Students play to relieve stress, bond with friends, move around a bit, and to hopefully win one of those coveted champion shirts. With around 30 different intramural sports offered, ranging from basketball to badminton, students can find the sports that are most interesting to them. However, no matter what sport you choose, you’re going to find the same types of people on your team.
1. The Former Athlete
If it weren’t for that minor injury in high school, she would probably be playing basketball at UConn. She’s 6’4” and has perfect technique as a result of her 15 years of experience in the sport.
Everyone on your team passes to her, which is cool because you win every game by 30, but also not super cool because you touched the ball once and it was immediately stolen. You feel like it shouldn’t be legal for a former 3-star recruit to play against a team that calls themselves “The Slam Dunkin’ Donuts,” but whatever.
2. The Unexpected Star
Your friend invited him to the team, so you really don’t know much about him. You keep hearing that he’s incredible, but all you know is that he’s about 5’5” and 250 lbs, so you’re not sure why he’s on your IM soccer team. You’re also 70% sure you saw him eating a hotdog while stretching.
All your doubts are immediately erased as he scores 5 goals in the first ten minutes. You didn’t know that someone that hefty could be that nimble, but it’s hypnotizing.

*PROBLEMS*
a) According to the intramural sports passage, what reasons do students have for playing? List them all.
b) Reproduce the stretch of the intramural sports passage from "2. The Unexpected" through "but it’s hypnotizing.".

*SUPPLIED DATA*
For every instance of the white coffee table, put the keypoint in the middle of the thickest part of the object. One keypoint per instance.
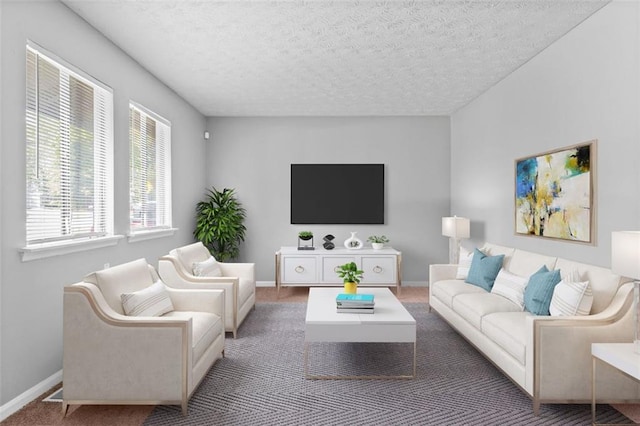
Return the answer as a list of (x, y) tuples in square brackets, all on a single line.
[(391, 323), (620, 356)]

*ANSWERS FOR THIS EXERCISE*
a)
- To relieve stress
- To bond with friends
- To move around a bit
- To hopefully win one of those coveted champion shirts

b)
2. The Unexpected Star
Your friend invited him to the team, so you really don’t know much about him. You keep hearing that he’s incredible, but all you know is that he’s about 5’5” and 250 lbs, so you’re not sure why he’s on your IM soccer team. You’re also 70% sure you saw him eating a hotdog while stretching.
All your doubts are immediately erased as he scores 5 goals in the first ten minutes. You didn’t know that someone that hefty could be that nimble, but it’s hypnotizing.